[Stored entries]
BEGIN
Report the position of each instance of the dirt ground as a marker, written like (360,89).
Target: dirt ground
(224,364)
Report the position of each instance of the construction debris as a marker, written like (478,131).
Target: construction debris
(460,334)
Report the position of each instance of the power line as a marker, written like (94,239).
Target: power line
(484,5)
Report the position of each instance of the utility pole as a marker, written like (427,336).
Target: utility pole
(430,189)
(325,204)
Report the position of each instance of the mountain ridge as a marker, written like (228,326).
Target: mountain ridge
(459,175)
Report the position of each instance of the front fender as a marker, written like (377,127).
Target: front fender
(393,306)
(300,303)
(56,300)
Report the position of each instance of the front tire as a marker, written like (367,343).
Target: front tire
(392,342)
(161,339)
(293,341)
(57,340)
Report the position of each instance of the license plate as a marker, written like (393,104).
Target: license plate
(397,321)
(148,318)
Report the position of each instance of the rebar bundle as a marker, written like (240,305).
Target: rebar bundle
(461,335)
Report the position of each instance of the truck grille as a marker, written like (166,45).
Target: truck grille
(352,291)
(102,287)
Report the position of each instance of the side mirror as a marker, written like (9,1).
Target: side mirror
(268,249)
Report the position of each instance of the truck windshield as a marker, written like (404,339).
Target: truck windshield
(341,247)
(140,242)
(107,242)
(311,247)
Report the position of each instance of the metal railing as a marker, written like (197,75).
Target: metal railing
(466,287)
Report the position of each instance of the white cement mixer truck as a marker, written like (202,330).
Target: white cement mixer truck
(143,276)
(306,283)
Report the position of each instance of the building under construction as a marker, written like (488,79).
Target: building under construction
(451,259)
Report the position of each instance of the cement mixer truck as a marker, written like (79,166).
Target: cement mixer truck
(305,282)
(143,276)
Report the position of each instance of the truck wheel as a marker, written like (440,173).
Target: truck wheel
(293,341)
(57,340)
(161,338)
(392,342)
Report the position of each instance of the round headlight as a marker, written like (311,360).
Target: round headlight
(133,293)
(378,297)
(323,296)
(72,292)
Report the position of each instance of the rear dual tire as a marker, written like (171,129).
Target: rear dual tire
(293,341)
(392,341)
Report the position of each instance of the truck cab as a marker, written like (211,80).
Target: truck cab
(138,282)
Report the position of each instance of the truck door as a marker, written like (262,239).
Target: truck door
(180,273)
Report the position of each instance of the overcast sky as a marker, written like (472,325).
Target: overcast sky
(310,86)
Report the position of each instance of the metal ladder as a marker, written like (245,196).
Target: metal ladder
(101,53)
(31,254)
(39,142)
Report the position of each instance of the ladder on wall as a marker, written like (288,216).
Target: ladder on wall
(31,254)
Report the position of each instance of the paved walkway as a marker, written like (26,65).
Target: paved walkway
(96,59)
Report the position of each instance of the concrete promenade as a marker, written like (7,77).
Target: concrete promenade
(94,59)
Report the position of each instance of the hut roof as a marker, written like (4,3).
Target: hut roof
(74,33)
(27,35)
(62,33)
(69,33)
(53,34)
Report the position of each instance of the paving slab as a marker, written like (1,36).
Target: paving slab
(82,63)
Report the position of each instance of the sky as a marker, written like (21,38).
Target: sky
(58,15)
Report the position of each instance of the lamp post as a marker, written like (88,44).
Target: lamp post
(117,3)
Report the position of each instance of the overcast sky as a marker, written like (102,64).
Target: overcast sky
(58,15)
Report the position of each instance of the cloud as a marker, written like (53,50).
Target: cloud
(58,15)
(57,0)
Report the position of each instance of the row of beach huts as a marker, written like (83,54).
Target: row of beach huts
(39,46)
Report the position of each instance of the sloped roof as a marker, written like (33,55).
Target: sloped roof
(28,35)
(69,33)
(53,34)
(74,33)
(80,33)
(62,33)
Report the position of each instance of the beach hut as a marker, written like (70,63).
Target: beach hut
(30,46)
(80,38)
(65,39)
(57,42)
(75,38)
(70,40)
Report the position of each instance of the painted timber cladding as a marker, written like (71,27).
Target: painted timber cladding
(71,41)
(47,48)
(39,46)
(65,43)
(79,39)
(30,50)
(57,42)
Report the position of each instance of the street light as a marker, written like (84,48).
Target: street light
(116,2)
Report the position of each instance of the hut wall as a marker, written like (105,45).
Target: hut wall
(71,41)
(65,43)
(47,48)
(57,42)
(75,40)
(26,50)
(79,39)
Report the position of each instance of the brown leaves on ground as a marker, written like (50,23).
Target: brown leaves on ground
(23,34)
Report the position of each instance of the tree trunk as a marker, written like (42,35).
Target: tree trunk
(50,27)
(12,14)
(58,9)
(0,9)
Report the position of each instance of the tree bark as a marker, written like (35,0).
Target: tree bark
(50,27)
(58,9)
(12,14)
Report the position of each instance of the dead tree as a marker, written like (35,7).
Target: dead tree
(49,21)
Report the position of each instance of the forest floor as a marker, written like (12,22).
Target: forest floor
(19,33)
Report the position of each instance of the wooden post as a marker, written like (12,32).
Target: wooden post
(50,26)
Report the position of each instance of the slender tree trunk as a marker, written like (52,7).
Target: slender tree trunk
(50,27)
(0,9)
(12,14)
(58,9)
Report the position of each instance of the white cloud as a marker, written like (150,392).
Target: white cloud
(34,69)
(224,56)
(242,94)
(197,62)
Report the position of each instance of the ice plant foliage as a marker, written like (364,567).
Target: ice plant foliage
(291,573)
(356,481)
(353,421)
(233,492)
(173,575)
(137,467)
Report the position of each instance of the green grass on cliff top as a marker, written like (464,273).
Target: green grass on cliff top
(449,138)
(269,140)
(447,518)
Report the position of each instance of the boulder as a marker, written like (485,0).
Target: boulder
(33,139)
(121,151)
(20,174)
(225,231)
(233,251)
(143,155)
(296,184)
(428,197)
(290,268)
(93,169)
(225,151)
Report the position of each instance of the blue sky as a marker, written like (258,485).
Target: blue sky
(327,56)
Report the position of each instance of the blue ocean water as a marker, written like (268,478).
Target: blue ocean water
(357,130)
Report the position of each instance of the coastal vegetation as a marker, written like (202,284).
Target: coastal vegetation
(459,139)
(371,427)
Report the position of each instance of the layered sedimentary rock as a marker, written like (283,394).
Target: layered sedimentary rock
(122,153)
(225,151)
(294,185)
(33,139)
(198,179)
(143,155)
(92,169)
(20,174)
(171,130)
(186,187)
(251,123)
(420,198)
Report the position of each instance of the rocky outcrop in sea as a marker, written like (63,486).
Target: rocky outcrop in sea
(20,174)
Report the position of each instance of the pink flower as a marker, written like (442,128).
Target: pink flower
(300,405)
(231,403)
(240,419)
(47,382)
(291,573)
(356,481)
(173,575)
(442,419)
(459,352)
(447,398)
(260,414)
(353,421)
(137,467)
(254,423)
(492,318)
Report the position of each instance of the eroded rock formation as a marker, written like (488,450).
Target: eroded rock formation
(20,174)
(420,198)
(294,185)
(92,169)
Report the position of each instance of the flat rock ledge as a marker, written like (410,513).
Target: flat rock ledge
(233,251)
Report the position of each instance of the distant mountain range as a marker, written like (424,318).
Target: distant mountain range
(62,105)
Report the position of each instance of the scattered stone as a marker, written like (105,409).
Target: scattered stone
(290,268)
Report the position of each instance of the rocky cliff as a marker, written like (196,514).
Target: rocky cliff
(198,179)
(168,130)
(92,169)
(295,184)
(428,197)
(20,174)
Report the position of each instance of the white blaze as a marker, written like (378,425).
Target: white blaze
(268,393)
END
BEGIN
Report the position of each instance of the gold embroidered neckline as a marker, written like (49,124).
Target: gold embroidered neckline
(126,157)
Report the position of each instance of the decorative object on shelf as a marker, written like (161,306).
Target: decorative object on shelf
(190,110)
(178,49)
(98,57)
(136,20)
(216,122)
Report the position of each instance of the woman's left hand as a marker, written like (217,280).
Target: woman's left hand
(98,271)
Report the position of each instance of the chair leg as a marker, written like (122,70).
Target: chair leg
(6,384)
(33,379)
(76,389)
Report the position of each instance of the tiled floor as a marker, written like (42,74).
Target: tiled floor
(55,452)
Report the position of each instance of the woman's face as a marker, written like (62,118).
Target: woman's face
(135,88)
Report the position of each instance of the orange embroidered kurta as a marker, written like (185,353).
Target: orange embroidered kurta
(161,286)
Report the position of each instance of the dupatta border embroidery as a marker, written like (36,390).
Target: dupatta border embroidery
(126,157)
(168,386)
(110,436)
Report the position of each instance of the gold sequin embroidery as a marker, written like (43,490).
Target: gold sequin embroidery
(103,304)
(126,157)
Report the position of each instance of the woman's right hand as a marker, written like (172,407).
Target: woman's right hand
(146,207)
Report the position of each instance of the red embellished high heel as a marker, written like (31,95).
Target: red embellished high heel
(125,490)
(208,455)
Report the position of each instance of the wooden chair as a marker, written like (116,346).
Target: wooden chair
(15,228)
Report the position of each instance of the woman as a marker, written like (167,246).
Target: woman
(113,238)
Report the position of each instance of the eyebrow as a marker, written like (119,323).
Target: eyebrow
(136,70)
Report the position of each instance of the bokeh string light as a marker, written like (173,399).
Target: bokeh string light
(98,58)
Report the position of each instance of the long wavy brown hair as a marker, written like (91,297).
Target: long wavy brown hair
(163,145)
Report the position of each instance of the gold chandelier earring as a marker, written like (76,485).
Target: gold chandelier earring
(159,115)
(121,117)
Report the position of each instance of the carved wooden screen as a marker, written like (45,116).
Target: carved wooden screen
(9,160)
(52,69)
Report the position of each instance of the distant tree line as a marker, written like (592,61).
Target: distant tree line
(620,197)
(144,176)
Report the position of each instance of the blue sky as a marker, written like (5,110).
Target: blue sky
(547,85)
END
### Objective
Pick out every line of the entries above that contains the string "embroidery", and copy each one. Case counts, so match the capitalization exactly.

### Task result
Report the position of each instance of the dupatta border embroidery as a marker, written like (36,390).
Target: dupatta border embroidery
Report the position of each instance of the gold sequin embroidery as a marker, written like (43,490).
Target: gold sequin embroidery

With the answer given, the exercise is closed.